WORK INSTRUCTIONS:
Put these records into a numbered list, leaving out blank lines and any pictures.

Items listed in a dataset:
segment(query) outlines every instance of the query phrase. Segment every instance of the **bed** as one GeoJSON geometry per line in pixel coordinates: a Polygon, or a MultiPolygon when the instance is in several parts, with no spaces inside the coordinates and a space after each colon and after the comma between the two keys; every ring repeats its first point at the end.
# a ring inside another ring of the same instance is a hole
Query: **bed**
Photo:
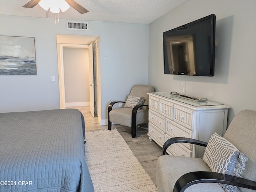
{"type": "Polygon", "coordinates": [[[0,113],[0,192],[93,192],[78,110],[0,113]]]}

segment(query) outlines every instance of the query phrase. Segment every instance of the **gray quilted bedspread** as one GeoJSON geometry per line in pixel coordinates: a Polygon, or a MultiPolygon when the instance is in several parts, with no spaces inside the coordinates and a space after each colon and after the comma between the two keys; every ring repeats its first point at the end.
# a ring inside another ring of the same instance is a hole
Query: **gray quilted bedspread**
{"type": "Polygon", "coordinates": [[[83,120],[76,109],[0,113],[0,192],[94,191],[83,120]]]}

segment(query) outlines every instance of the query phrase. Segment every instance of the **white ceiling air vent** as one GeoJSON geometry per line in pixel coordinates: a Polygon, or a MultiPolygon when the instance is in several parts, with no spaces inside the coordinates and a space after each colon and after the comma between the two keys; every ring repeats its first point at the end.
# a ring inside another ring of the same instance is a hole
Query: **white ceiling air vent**
{"type": "Polygon", "coordinates": [[[89,30],[88,22],[67,22],[67,28],[73,30],[89,30]]]}

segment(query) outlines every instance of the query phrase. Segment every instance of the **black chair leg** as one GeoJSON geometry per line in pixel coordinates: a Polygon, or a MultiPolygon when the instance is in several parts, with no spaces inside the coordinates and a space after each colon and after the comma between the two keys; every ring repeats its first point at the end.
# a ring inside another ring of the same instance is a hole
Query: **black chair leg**
{"type": "Polygon", "coordinates": [[[111,125],[112,125],[112,122],[109,121],[109,120],[108,120],[108,128],[110,131],[111,130],[111,125]]]}

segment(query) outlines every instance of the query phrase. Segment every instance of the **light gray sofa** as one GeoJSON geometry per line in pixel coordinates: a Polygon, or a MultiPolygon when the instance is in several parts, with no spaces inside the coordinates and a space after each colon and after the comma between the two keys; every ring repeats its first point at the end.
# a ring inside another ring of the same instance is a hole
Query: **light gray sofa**
{"type": "MultiPolygon", "coordinates": [[[[256,182],[255,182],[256,181],[256,111],[246,110],[238,113],[232,120],[223,138],[231,143],[248,158],[245,169],[242,174],[242,178],[212,172],[202,158],[162,155],[158,158],[156,163],[158,192],[227,191],[219,184],[220,183],[243,186],[238,187],[234,191],[255,191],[254,190],[256,190],[256,182]]],[[[182,140],[186,142],[199,143],[201,146],[206,146],[207,144],[207,143],[182,138],[172,138],[169,140],[164,145],[163,154],[165,154],[165,150],[169,146],[176,142],[181,142],[182,140]]],[[[204,159],[206,151],[206,150],[204,159]]]]}

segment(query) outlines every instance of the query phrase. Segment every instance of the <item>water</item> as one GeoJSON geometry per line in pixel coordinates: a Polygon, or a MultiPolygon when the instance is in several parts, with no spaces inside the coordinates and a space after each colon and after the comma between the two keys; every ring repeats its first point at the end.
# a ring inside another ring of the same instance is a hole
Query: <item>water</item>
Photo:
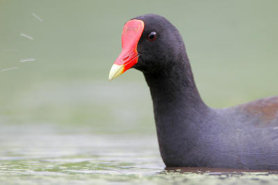
{"type": "Polygon", "coordinates": [[[209,105],[277,95],[277,1],[0,4],[1,184],[277,184],[277,172],[165,169],[142,74],[107,80],[124,22],[153,12],[179,28],[209,105]]]}
{"type": "Polygon", "coordinates": [[[1,125],[2,184],[277,184],[276,172],[165,169],[156,138],[1,125]]]}

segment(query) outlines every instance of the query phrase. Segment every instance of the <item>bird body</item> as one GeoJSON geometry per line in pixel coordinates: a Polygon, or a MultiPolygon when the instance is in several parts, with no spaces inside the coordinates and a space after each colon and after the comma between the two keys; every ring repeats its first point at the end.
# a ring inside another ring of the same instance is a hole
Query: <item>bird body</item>
{"type": "Polygon", "coordinates": [[[131,67],[143,73],[166,166],[278,170],[278,96],[211,108],[202,100],[183,39],[172,24],[149,14],[128,21],[123,37],[129,30],[139,36],[130,41],[129,50],[122,39],[123,51],[135,51],[128,58],[121,53],[109,78],[131,67]]]}

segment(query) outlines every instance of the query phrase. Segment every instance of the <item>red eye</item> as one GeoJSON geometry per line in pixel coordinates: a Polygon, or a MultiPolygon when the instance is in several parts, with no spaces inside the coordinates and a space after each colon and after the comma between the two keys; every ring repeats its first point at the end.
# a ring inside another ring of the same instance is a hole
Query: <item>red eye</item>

COMPLETE OUTPUT:
1. segment(query) outlines every instance of the query phrase. Segment every instance of the **bed** as one GeoJSON geometry per line in pixel coordinates: a Polygon, or a MultiPolygon when the instance is in several parts, with no spaces inside the coordinates and a space after each colon and after the comma between the two keys; every ring repeats its first point at the end.
2. # a ring inside another ring of the same instance is a hole
3. Query: **bed**
4. Photo:
5. {"type": "Polygon", "coordinates": [[[0,113],[0,192],[93,192],[78,110],[0,113]]]}
6. segment(query) outlines every instance of the query phrase. Segment every instance of the **gray quilted bedspread** as one GeoJSON geometry per line in pixel coordinates: a Polygon, or a MultiPolygon when the instance is in several parts, with no spaces inside the coordinates and a space after each colon and after the comma between the two keys; every ring repeats its first point at the end.
7. # a ring inside another ring of the same instance is a hole
8. Query: **gray quilted bedspread**
9. {"type": "Polygon", "coordinates": [[[83,120],[76,109],[0,113],[0,192],[94,191],[83,120]]]}
10. segment(query) outlines every instance of the query phrase. Segment every instance of the **white ceiling air vent** as one GeoJSON geometry per line in pixel coordinates: a Polygon, or a MultiPolygon when the instance is in several parts, with no spaces inside the coordinates and a space after each colon and after the comma between the two keys; every ring repeats its first point at the end.
11. # a ring inside another ring of the same instance is a hole
12. Query: **white ceiling air vent**
13. {"type": "Polygon", "coordinates": [[[89,30],[88,22],[67,22],[67,28],[73,30],[89,30]]]}
14. segment(query) outlines every instance of the query phrase. Segment every instance of the **black chair leg** as one GeoJSON geometry per line in pixel coordinates: a Polygon, or a MultiPolygon when the instance is in several parts, with no spaces inside the coordinates and a space after each colon and after the comma between the two keys; every ring repeats its first point at the end.
15. # a ring inside another ring of the same instance is a hole
16. Query: **black chair leg**
17. {"type": "Polygon", "coordinates": [[[111,125],[112,125],[112,122],[109,121],[109,120],[108,120],[108,128],[110,131],[111,130],[111,125]]]}
18. segment(query) outlines every instance of the query phrase. Segment every instance of the **light gray sofa** as one GeoJSON geometry per line in pixel coordinates: a Polygon, or a MultiPolygon when the instance is in several parts, with no spaces inside the coordinates and a space after each colon and after the comma between the two keys; every ring repeats its first point at the end.
19. # a ring inside another ring of the same instance is a hole
20. Query: **light gray sofa**
21. {"type": "MultiPolygon", "coordinates": [[[[256,182],[255,182],[256,181],[256,111],[246,110],[238,113],[232,120],[223,138],[231,143],[248,158],[245,169],[242,174],[242,178],[212,172],[202,158],[162,155],[158,158],[156,163],[158,192],[227,191],[219,184],[220,183],[243,186],[238,187],[234,191],[255,191],[254,190],[256,190],[256,182]]],[[[182,140],[186,142],[199,143],[201,146],[206,146],[207,144],[207,143],[182,138],[172,138],[169,140],[164,145],[163,154],[165,154],[165,150],[169,146],[176,142],[181,142],[182,140]]],[[[204,159],[206,151],[206,150],[204,159]]]]}
22. segment(query) outlines every instance of the query phrase. Segment every instance of the <item>water</item> as one GeoJSON geometry per line in pixel coordinates: a Polygon, or a MultiPolygon when the instance is in several parts, with no spaces inside the coordinates and a space after each colon and after the comma between the two keys; every ring repeats its first point at the end.
23. # a ring inside another ring of the same instance is a hole
24. Query: <item>water</item>
25. Photo:
26. {"type": "Polygon", "coordinates": [[[209,105],[277,95],[277,1],[0,4],[1,184],[277,184],[277,172],[165,169],[142,74],[107,80],[124,22],[153,12],[179,28],[209,105]]]}
27. {"type": "Polygon", "coordinates": [[[1,125],[2,184],[277,184],[276,172],[165,169],[156,138],[1,125]]]}
28. segment(query) outlines every instance of the query phrase. Segment every instance of the <item>bird body</item> as one GeoJSON geometry per line in pixel coordinates: a Polygon, or a MultiPolygon when the instance is in several parts, with no spaces inside the coordinates and a space after each colon and after the comma between the two keys; every ring repeats its first point at the end.
29. # a ring inside another ring of the same instance is a hole
30. Query: <item>bird body</item>
31. {"type": "Polygon", "coordinates": [[[131,67],[143,73],[166,166],[278,170],[278,96],[211,108],[202,100],[183,39],[172,24],[149,14],[128,21],[123,37],[129,30],[139,36],[130,41],[129,50],[122,39],[123,51],[135,51],[128,58],[121,53],[109,78],[131,67]]]}
32. segment(query) outlines every instance of the query phrase. Segment every instance of the <item>red eye</item> as one GeoJSON geometry per line in pixel coordinates: a Polygon, or a MultiPolygon when the instance is in several parts, with no spaces inside the coordinates and a space after each colon and after the comma between the two keys; every ring repeats its first point at the end.
33. # a ring inside another ring of the same instance is a hole
34. Query: <item>red eye</item>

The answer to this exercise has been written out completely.